REQUEST:
Please repeat the SQL Server forum post from "I need assistance with fixing" to "need assistance with.", changing "truncates" to "drops".

QUOTED TEXT:
= = = =

Help with Replacing characters with text string chops of last character of string

sql-server-2012t-sql

I need assistance with fixing a replace statement that truncates the last character of the string. The original string (Question_Text) contains HTML characters and other erroneous characters that need to be cleaned up. I included a multiple Replace statement within the Function. it is the Function I need assistance with.

As you can see in the sample data, Question_Text2 has been cleaned up, except it cuts of the last character. Along with the removal of erroneous characters in the middle of some of the questions (see ID = 12165). What am I doing wrong?

I have include code to create the sample data results after the function has been used to illustrate the problem.

/****** Object:  Table [dbo].[tblQuestionsSample]    Script Date: 12/10/2021 5:12:16 PM ******/
IF  EXISTS (SELECT * FROM sys.objects WHERE object_id = OBJECT_ID(N'[dbo].[tblQuestionsSample]') AND type in (N'U'))
DROP TABLE [dbo].[tblQuestionsSample]
GO

/****** Object:  Table [dbo].[tblQuestionsSample]    Script Date: 12/10/2021 5:12:16 PM ******/
SET ANSI_NULLS ON
GO

SET QUOTED_IDENTIFIER ON
GO

CREATE TABLE [dbo].[tblQuestionsSample](
    [QuestionsRecID] [int] IDENTITY(1,1) NOT NULL,
    [Question_ID] [int] NULL,
    [Question_Text] [varchar](1000) NULL,
    [Question_Text2] [varchar](1000) NULL
 CONSTRAINT [PK_dbo.[QuestionsRecID] PRIMARY KEY CLUSTERED 
(
    [QuestionsRecID] ASC
)WITH (PAD_INDEX = OFF, STATISTICS_NORECOMPUTE = OFF, IGNORE_DUP_KEY = OFF, ALLOW_ROW_LOCKS = ON, ALLOW_PAGE_LOCKS = ON) ON [PRIMARY]
) ON [PRIMARY]
GO
INSERT INTO [dbo].[tblQuestionsSample]
           ([Question_ID]
           ,[Question_Text]
           ,[Question_Text2])
     VALUES
        (11603,'<p>Date/Time</p>','Date/Tim')
        ,(11632,'<p>Attachments</p>','Attachment')
        ,(12166,'<p>Employee ID</p>','Employee I')
        ,(12166,'<p>Work Related?</p>','Work Related')
        ,(12165,'<p>Date &amp; Time of injury/onset illness?</p>','Date &amp; Time of injury/onset illness')
        ,(12165,'<p>Full Injury/Illness Description</p>','Full Injury/Illness Descriptio')
        ,(12165,'<p>Job Title</p>','Job Titl')

= = = =

RAW DATA:
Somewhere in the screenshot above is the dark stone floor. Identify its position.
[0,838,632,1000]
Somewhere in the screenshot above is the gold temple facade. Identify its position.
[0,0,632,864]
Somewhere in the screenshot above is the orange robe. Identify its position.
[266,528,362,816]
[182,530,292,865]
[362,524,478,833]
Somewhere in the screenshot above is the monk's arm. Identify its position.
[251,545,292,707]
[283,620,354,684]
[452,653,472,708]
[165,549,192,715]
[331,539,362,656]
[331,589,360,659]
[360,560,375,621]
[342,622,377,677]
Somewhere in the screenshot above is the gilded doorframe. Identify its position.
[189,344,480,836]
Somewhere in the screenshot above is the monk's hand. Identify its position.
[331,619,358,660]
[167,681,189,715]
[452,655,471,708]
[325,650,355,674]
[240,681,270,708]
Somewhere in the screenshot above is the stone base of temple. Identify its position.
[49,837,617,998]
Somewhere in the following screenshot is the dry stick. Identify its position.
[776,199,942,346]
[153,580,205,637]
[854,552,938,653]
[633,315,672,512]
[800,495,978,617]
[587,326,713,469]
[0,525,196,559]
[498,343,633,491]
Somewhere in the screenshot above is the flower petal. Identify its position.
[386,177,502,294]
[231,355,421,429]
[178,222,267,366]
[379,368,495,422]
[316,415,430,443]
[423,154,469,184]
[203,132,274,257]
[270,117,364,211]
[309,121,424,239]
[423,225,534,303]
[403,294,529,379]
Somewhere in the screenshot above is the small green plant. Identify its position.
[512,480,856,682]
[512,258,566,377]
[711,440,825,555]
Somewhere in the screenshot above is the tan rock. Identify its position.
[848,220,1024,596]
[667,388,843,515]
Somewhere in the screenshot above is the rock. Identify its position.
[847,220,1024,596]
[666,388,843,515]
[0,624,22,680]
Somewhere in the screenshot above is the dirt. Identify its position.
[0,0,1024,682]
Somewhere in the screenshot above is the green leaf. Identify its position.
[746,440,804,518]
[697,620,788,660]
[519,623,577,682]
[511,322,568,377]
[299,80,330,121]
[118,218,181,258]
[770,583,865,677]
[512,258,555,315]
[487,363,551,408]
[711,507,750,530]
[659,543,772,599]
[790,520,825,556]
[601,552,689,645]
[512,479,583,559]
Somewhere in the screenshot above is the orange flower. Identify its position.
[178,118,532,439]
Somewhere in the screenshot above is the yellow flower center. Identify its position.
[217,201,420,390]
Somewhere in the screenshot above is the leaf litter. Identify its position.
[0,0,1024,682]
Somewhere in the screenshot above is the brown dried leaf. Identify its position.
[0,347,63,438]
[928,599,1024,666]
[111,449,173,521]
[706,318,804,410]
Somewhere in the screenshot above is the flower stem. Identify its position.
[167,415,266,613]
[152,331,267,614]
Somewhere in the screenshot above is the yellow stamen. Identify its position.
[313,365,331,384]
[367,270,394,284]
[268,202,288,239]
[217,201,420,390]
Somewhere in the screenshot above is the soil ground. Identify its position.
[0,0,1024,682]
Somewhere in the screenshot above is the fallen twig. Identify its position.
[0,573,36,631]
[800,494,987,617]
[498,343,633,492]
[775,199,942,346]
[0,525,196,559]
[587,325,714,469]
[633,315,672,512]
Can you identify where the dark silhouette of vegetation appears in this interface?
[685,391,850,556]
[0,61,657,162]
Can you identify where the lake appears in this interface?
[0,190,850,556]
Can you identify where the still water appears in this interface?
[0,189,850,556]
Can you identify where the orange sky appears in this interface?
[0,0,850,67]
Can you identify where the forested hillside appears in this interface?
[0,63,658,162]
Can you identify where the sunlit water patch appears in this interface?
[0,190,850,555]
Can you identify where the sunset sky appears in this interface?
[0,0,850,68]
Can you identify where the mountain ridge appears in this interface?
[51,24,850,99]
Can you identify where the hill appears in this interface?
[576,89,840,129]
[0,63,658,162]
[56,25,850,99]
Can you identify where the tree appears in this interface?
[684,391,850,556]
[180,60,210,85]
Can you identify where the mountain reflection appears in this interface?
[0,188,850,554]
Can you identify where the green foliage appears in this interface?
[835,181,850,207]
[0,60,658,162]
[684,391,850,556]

= = = =

ANSWER FOR THE TASK:
I need assistance with fixing a replace statement that drops the last character of the string. The original string (Question_Text) contains HTML characters and other erroneous characters that need to be cleaned up. I included a multiple Replace statement within the Function. it is the Function I need assistance with.